[SOURCE MATERIAL Boundary: Start]

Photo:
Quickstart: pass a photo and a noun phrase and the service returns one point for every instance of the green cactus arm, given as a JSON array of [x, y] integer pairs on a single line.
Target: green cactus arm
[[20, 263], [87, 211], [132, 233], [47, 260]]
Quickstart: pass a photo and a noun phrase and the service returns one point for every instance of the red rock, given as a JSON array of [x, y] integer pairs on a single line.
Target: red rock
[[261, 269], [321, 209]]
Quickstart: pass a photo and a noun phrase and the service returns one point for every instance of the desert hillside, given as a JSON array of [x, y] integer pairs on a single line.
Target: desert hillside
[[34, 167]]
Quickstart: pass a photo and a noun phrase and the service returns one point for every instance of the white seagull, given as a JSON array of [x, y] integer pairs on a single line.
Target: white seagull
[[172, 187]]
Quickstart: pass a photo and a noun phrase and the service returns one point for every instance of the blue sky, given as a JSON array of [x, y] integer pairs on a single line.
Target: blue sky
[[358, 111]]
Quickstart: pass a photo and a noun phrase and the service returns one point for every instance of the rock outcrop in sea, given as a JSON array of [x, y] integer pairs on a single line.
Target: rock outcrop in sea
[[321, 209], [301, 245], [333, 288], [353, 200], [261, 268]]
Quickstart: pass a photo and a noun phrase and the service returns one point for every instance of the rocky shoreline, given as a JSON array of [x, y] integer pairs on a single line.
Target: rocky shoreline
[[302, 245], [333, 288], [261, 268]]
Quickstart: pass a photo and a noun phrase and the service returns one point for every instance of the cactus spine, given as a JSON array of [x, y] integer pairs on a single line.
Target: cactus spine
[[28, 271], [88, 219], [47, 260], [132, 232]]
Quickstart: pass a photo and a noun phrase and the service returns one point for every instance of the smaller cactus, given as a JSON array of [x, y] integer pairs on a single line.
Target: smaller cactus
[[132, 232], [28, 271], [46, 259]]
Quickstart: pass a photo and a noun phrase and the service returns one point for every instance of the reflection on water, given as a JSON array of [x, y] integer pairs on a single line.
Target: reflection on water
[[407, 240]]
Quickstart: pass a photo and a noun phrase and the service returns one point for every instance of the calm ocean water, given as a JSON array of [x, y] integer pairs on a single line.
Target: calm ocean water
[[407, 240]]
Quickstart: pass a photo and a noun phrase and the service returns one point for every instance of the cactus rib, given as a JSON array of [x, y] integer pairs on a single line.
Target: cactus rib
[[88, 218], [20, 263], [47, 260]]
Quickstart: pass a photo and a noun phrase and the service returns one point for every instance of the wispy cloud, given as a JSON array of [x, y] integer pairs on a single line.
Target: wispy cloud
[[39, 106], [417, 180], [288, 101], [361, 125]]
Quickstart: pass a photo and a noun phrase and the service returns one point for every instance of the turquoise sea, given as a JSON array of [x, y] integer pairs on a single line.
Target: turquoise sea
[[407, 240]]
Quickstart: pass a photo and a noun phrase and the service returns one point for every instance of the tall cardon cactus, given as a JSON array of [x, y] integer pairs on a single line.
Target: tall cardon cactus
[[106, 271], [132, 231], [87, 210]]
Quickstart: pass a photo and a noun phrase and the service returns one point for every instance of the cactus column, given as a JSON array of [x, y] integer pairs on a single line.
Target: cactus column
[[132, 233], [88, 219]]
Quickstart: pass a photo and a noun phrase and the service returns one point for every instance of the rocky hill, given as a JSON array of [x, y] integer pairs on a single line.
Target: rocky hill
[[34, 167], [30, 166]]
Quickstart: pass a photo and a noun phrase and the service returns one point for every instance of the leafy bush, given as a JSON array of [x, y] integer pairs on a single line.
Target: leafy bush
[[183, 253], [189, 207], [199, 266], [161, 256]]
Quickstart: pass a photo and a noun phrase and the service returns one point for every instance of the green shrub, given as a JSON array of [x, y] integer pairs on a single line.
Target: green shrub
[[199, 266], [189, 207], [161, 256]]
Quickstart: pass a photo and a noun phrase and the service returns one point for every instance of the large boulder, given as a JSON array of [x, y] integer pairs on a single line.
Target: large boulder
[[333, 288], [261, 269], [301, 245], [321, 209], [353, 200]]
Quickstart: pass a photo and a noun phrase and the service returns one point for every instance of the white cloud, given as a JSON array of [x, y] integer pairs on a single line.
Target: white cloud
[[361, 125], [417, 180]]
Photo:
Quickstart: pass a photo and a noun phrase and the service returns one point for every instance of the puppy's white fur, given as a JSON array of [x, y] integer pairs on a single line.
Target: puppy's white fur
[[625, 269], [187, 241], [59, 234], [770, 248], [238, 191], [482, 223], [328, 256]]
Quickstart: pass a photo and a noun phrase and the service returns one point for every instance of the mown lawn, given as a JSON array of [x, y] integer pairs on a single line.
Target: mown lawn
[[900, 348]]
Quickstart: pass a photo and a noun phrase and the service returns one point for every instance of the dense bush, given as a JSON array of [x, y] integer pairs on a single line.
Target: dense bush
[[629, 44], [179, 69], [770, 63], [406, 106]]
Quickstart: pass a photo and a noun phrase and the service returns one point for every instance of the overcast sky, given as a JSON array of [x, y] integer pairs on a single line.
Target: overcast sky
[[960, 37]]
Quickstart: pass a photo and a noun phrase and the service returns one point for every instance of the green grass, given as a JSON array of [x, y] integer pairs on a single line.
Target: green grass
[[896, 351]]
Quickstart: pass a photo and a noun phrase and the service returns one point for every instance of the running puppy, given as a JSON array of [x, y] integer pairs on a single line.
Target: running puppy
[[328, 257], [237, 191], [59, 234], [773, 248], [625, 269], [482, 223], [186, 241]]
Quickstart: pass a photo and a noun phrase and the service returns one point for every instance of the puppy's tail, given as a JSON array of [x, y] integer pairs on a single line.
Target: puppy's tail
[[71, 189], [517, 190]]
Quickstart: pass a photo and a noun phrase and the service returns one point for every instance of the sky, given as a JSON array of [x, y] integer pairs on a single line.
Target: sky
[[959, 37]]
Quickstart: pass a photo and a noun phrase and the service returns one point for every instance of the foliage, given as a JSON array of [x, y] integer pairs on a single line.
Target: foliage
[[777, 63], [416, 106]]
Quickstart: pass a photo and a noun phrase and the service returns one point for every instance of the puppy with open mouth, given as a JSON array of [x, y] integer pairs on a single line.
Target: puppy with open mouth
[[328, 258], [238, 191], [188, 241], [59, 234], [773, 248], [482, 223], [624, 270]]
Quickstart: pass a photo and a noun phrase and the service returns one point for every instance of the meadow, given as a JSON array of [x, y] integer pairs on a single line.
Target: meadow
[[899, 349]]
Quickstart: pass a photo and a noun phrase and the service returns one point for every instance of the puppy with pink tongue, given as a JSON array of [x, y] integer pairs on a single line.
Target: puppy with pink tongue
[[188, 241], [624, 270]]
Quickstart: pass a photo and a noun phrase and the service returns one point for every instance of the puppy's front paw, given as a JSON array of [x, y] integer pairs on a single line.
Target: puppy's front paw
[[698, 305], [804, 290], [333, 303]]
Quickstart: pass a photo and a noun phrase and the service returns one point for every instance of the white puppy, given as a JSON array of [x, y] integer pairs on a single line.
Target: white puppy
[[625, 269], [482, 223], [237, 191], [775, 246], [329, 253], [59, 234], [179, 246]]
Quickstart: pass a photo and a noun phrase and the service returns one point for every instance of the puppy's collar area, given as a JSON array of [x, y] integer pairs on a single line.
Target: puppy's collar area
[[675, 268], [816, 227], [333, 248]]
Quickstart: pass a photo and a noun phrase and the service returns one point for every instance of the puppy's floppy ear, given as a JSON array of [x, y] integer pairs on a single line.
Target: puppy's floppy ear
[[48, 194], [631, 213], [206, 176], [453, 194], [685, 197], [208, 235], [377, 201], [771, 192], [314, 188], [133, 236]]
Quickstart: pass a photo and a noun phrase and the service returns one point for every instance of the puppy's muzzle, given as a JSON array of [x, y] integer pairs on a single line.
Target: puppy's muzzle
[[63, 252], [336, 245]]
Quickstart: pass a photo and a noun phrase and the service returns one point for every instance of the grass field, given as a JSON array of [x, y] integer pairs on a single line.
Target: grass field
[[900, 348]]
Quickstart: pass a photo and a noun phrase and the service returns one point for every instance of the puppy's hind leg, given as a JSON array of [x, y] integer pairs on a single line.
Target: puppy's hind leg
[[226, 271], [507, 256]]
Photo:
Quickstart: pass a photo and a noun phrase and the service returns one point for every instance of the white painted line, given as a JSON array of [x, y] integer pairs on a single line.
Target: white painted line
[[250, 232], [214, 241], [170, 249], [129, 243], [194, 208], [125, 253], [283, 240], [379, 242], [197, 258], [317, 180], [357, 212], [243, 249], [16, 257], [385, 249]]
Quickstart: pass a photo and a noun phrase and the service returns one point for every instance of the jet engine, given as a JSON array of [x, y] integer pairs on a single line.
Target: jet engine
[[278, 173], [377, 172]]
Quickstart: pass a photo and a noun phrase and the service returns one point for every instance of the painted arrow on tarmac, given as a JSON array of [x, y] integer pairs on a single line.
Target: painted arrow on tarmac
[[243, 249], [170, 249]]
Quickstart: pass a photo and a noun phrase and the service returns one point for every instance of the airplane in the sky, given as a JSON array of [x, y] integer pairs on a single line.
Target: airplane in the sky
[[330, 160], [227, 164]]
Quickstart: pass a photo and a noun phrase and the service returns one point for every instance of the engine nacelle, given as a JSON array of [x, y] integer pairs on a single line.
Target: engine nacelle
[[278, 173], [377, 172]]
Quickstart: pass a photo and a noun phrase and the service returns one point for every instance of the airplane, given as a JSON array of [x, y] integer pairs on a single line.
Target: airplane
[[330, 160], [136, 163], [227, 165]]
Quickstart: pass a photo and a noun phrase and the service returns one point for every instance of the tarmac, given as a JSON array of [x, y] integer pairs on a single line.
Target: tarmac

[SOURCE MATERIAL Boundary: End]

* YOUR OBJECTIVE *
Could you restate word for word the lines above, from the one that contains "Target: cactus column" through the one that contains "green shrub, given", and no others?

* EXERCISE OUTPUT *
Target: cactus column
[[132, 233], [88, 219]]
Quickstart: pass a photo and a noun phrase and the service returns one point for every instance of the rocky hill, given as a JSON array of [x, y] integer pairs on a single line.
Target: rocky hill
[[34, 167], [30, 166]]
Quickstart: pass a photo and a noun phrase and the service returns one point for every instance of the leafy bush, given as a JSON array of [x, y] integer pairs on a single line.
Target: leafy bush
[[183, 253], [189, 207], [199, 266], [161, 256]]
Quickstart: pass a photo and a noun phrase and the service returns one point for every instance of the green shrub, given as a JSON array of [x, y] integer pairs on a single line.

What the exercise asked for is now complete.